ACTIVITY LIST:
(A) In the LISP-in-64K text, reproduce the stretch from "The IBM 704" through "10 metric tons." word for word.
(B) According to the LISP-in-64K text, what was the total weight of a typical IBM 704 installation?

EXTRACT:
#####
LISPy things you can do in 64K bytes of core

where "in 64K bytes" shall mean 64K bytes for the LISP system, the runtime stack, and the cons pool! This is the amount of space your LISP system would get on a basic DEC PDP-11 or in a tiny-model PCDOS program. It is probably a little less space than the first implementations of LISP could use.

toroids

The IBM 704 electronic data processing machine at M.I.T., on which LISP was first implemented in 1960, had 32K words of 36-bit core memory, [1] which in this case really means one tiny ferrite ring per bit. So there was a total of 36×32768 = 1,183,608 tiny little toroids housed in a not so tiny steel frame. The 704 required a rather spacious room with reinforced floors and industrial air conditioning. The total weight of a typical installation was around 10 metric tons.
#####
EXTRACTED MATERIAL:

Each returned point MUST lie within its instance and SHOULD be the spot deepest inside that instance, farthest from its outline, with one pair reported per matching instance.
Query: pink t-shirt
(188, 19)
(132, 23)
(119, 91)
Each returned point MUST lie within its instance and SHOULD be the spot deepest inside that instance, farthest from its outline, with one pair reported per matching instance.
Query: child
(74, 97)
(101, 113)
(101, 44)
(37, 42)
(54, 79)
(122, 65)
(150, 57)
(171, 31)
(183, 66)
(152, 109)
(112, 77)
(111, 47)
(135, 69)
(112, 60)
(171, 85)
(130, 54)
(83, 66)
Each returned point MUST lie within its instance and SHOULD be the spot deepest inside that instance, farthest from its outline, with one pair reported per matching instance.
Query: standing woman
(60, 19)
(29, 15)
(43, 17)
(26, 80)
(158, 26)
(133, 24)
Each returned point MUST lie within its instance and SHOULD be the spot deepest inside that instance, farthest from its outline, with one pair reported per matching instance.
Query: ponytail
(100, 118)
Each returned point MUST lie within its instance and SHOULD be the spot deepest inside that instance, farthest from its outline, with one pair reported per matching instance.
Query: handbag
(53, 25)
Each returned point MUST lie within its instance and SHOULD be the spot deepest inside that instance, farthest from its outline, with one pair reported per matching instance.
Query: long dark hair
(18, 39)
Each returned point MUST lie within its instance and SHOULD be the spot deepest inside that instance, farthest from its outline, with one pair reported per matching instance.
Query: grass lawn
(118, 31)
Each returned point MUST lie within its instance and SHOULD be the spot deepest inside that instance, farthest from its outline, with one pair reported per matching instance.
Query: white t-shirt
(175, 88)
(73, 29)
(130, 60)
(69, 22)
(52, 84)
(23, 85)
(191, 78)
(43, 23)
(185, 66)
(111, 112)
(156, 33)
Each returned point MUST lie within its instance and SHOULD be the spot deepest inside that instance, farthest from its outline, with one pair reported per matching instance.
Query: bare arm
#####
TASK ANSWERS:
(A)
The IBM 704 electronic data processing machine at M.I.T., on which LISP was first implemented in 1960, had 32K words of 36-bit core memory, [1] which in this case really means one tiny ferrite ring per bit. So there was a total of 36×32768 = 1,183,608 tiny little toroids housed in a not so tiny steel frame. The 704 required a rather spacious room with reinforced floors and industrial air conditioning. The total weight of a typical installation was around 10 metric tons.

(B) Around 10 metric tons.